The Exhortation to the Military Generals (, ) was a document in Classical Chinese written by Trần Quốc Tuấn in 1284, right before the invasion of the Trần dynasty by the Yuan dynasty.

Background

Text

Original text
The original text in Classical Chinese is as follows:

余常聞之 紀信以身代死而脫高帝 由于以背受戈而蔽招王 蓣讓吞炭而復主讎 申蒯断臂而赴國難 敬德一小生也身翼太宗而得免世充之圍 杲卿一遠臣也口罵禄山而不從逆賊之計 自古忠臣義士以身死國何代無之 設使數子區區為兒女子之態 徒死牖下烏能名垂竹白 與天地相為不朽哉

汝等 世為將種不曉文義 其聞其說疑信相半 古先之事姑置勿論 今余以宋韃之事言之 王公堅何人也 其裨將阮文立又何人也 以釣魚鎖鎖斗大之城 當蒙哥堂堂百萬之鋒 使宋之生靈至今受賜 骨待兀郎何人也 其裨將赤脩思又何人也 冒瘴厲於萬里之途 獗南詔於數旬之頃 使韃之君長至今留名 況余與汝等生於擾攘之秋 長於艱難之勢 竊見偽使往來道途旁午 掉鴞烏之寸舌而陵辱朝廷 委犬羊之尺軀而倨傲宰祔 托忽必列之令而索玉帛以事無已之誅求 假雲南王之號而揫金銀以竭有限之傥庫 譬猶以肉投餒虎寧能免遺後患也哉

余常 臨餐忘食中夜撫枕 涕泗交痍心腹如搗 常以未能食肉寢皮絮肝飲血為恨也 雖 余之百身高於草野 余之千屍裹於馬革 亦願為之

汝等 久居門下掌握兵權 無衣者則衣之以衣 無食者則食之以食 官卑者則遷其爵 祿薄者則給其俸 水行給舟陸行給馬 委之以兵則生死同其所為 進之在寢則笑語同其所樂 其是 公堅之為偏裨兀郎之為副貳亦未下爾

汝等 坐視主辱曾不為憂 身當國恥曾不為愧 為邦國之將侍立夷宿而無忿心 聽太常之樂宴饗偽使而無怒色 或鬥雞以為樂或賭博以為娛 或事田園以養其家 或戀妻子以私於己 修生產之業而忘軍國之務 恣田獵之遊而怠攻守之習 或甘美酒或嗜淫聲 脱有蒙韃之寇來 雄雞之距不足以穿虜甲 賭博之術不足以施軍謀 田園之富不足以贖千金之軀 妻拏之累不足以充軍國之用 生產之多不足以購虜首 獵犬之力不足以驅賊眾 美酒不足以沈虜軍 淫聲不足以聾虜耳 當此之時我家臣主就縛甚可痛哉 不唯余之采邑被削 而汝等之俸祿亦為他人之所有 不唯余之家小被驅 而汝等之妻拏亦為他人之所虜 不唯余之祖宗社稷為他人之所踐侵 而汝等之父母墳墓亦為他人之所發掘 不唯余之今生受辱雖百世之下臭名難洗惡謚長存 而汝等之家清亦不免名為敗將矣 當此之時汝等雖欲肆其娛樂 得乎

今余明告汝等 當以措火積薪為危 當以懲羹吹虀為戒 訓練士卒習爾弓矢 使 人人逄蒙家家后羿 購必烈之頭於闕下 朽雲南之肉於杲街 不唯余之采邑永為青氈 而汝等之俸祿亦終身之受賜 不唯余之家小安床褥 而汝等之妻拏亦百年之佳老 不唯余之宗廟萬世享祀 而汝等之祖父亦春秋之血食 不唯余之今生得志 而汝等百世之下芳名不朽 不唯余之美謚永垂 而汝等之姓名亦遺芳於青史矣 當此之時汝等雖欲不為娛樂 得乎

今余歷選諸家兵法為一書名曰兵書要略 汝等 或能專習是書受余教誨是夙世之臣主也 或暴棄是書違余教誨是夙世之仇讎也

何則 蒙韃乃不共戴天之讎 汝等記恬然不以雪恥為念不以除凶為心 而又不教士卒是倒戈迎降空拳受敵 使平虜之後萬世遺羞 上有何面目立於天地覆載之間耶

故欲汝等明知余心因筆以檄云

English translation
I have often read the story of Ji Xin who replaced the Emperor Gao of Han to save him from death, of Yao Yu who took a blow in his back to save King Zhao of Chu, of Yu Rang who swallowed burning charcoal to avenge his leader, of Shin Kuai who cut off an arm to save his country, of young Jing De who rescued the Emperor Taizong of Tang besieged by Wang Shichong, and Gao Qing (顏杲卿), a subject living far from the Court, who insulted the rebel An Lushan to his face. Every century has produced heroes who have sacrificed their lives for their country. If they had remained at home to die by the fire, would their names have been inscribed on bamboo and silk to live eternally in Heaven and on the Earth?

(Excerpts from a point labeling dataset)
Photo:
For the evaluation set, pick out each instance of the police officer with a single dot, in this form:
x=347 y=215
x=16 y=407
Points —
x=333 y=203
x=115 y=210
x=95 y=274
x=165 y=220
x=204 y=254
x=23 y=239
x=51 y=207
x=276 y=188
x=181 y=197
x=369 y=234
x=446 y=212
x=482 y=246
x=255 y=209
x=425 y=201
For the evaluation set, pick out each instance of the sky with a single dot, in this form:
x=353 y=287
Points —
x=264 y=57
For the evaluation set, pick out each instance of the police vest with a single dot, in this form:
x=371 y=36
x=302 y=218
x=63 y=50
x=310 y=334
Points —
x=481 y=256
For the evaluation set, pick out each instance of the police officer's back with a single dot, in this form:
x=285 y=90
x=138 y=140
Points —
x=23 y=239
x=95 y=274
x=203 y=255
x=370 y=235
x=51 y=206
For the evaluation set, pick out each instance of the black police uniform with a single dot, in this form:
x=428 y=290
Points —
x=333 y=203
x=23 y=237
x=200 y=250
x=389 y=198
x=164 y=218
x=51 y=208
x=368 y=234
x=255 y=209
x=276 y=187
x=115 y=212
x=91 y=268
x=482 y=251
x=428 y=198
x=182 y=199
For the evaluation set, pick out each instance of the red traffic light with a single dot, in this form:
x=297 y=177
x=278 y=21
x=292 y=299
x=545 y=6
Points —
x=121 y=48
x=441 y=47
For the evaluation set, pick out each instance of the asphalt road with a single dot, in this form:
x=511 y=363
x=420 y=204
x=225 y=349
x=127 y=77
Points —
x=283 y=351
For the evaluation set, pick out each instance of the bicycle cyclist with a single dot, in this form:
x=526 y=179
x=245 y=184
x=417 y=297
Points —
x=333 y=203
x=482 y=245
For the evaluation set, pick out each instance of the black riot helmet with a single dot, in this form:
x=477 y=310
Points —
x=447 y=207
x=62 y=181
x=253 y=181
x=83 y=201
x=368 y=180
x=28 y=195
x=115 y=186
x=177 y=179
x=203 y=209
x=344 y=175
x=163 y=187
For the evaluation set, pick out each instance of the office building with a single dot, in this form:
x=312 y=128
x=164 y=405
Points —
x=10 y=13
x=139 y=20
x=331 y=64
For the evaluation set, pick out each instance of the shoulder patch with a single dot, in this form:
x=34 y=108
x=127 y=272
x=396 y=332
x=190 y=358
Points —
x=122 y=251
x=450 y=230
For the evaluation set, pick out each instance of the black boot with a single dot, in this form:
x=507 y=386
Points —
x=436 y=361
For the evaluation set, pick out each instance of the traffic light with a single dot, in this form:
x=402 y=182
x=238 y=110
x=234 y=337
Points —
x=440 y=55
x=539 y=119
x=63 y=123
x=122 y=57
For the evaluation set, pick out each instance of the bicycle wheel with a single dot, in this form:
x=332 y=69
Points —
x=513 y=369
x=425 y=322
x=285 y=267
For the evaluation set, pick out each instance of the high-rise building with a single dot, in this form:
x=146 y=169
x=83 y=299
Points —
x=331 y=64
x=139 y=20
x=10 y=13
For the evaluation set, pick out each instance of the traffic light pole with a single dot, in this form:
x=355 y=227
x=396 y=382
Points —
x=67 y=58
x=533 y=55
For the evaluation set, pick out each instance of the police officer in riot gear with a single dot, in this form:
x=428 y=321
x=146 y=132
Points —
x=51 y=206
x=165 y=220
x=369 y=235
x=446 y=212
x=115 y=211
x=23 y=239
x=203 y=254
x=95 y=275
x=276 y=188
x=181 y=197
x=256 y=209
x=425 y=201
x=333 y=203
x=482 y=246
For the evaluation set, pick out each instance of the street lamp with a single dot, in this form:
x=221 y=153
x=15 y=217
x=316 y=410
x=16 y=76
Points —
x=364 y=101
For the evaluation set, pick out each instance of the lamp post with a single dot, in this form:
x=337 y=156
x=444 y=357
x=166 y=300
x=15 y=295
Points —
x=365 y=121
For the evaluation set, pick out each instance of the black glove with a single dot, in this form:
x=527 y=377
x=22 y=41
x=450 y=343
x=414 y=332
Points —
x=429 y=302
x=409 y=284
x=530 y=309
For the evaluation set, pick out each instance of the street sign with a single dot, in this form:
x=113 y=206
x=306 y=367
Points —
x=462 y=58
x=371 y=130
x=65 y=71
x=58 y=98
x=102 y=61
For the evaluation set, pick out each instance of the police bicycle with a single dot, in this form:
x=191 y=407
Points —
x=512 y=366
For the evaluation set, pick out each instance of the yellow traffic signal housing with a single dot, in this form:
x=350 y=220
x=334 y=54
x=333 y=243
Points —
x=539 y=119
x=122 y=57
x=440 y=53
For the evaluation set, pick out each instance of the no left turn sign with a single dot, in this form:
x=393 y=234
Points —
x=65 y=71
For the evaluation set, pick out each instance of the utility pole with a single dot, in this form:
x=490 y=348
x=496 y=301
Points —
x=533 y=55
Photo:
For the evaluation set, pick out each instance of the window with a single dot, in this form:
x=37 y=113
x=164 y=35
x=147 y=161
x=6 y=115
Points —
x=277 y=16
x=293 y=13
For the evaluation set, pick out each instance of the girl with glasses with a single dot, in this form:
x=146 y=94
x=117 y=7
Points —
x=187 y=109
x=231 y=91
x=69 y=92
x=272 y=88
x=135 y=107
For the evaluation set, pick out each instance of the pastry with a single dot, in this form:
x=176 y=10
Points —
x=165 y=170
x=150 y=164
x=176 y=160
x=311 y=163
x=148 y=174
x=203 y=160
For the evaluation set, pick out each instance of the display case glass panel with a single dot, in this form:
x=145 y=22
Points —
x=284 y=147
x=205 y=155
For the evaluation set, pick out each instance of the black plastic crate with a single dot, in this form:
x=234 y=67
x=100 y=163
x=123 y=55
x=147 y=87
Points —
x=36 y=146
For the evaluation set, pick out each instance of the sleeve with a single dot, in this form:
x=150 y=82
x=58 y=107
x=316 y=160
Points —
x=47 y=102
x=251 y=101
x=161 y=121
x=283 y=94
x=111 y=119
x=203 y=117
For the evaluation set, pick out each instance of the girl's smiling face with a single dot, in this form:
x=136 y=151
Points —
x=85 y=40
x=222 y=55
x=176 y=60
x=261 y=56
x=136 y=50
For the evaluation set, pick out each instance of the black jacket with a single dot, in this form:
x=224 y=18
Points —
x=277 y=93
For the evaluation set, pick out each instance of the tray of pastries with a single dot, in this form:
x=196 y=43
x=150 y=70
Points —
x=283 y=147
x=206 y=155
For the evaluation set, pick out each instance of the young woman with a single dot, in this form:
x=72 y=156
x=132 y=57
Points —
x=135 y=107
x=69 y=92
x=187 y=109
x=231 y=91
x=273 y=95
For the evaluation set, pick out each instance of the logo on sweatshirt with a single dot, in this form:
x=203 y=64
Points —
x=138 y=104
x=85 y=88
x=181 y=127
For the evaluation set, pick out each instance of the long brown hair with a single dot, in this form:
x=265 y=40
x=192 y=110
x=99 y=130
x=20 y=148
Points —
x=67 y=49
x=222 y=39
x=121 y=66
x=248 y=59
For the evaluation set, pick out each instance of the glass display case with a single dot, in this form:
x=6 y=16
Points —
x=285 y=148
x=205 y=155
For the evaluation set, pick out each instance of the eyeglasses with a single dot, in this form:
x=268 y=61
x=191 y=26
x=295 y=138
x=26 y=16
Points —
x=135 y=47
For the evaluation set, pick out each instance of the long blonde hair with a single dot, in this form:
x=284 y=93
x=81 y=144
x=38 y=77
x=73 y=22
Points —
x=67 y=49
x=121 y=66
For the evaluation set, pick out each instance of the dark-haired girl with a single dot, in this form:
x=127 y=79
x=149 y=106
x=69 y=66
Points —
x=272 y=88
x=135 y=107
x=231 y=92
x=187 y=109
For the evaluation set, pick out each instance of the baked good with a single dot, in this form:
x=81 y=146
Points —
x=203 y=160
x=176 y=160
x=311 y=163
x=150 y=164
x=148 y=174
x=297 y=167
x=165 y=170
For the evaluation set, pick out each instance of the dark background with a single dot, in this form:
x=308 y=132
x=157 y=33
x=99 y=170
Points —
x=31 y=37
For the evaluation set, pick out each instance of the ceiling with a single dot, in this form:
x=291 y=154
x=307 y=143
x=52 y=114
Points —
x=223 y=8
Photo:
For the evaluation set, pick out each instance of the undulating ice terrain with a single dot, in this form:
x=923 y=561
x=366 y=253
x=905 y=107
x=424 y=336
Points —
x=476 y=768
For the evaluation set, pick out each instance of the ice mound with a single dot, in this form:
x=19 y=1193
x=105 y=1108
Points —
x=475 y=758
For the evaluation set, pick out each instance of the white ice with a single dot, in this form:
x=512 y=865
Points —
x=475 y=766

* [THE TASKS]
A. Using the passage about the Exhortation to the Military Generals, decide whether each statement agrees with it, and support each answer with the deciding words quoted from the passage.
(i) The document was written in 1284.
(ii) The document was written after the Yuan dynasty invaded the Trần dynasty.
(iii) Yu Rang cut off an arm to save his country.
B. Answer these questions from the passage about the Exhortation to the Military Generals.
(i) In what language was the document written?
(ii) According to the English translation, whom did young Jing De rescue?
(iii) According to the English translation, whom did Gao Qing insult to his face?
C. Carry on the English translation in the passage about the Exhortation to the Military Generals, beginning after its last sentence.

* [ANSWER SET]
A.
(i) Yes: "written by Trần Quốc Tuấn in 1284"
(ii) No: "right before the invasion of the Trần dynasty by the Yuan dynasty"
(iii) No: "Yu Rang who swallowed burning charcoal to avenge his leader"

B.
(i) Classical Chinese
(ii) Emperor Taizong of Tang, who was besieged by Wang Shichong
(iii) The rebel An Lushan

C.
But as descendants of warrior families, ye are not well-versed in letters; on hearing about these deeds of the past, ye may have some doubts. Let us speak of them no more. I shall tell you instead of several more recent events that have taken place during the years of the Song and Yuan dynasties.

Who was Wang Gongjian? And who was his lieutenant Ruan Wen Li? They were the ones who defended the small citadel of Diao Yu against Möngke Khan's immense army; Therefore, the Song people will be eternally grateful to them. Who was Uriyangkhadai? And who was his lieutenant Qisusi? They were the ones who drove deep into an unhealthful country in order to put down the Nanzhao bandits and they did it within the space of a few weeks; therefore, their names have remained rooted in the minds of the Mongol military chieftains.

Ye and I were born in a period of troubles and have grown up at a time when the Motherland is in danger. We have seen the enemy ambassadors haughtily traveling over our roads and wagging their owlish tongues to insult the Court; despicable as dogs and goats, they boldly humiliate our high officials. Supported by Kubilai Khan, they incessantly demand the payment of pearls, silks, gold and silver. Our wealth is limited but their cupidity is infinite. To yield to their exactions would be to feed their insatiable appetites and would set a dangerous precedent for the future.

In the face of these dangers to the Motherland, I fail to eat during the day and to sleep at night. Tears roll down my cheeks and my heart bleeds as if it were being cut to shreds. I tremble with anger because I cannot eat our enemy's flesh, lie down in his skin, chew up his liver, and drink his blood. I would gladly surrender my life a thousand times on the field of battle if I could do these things.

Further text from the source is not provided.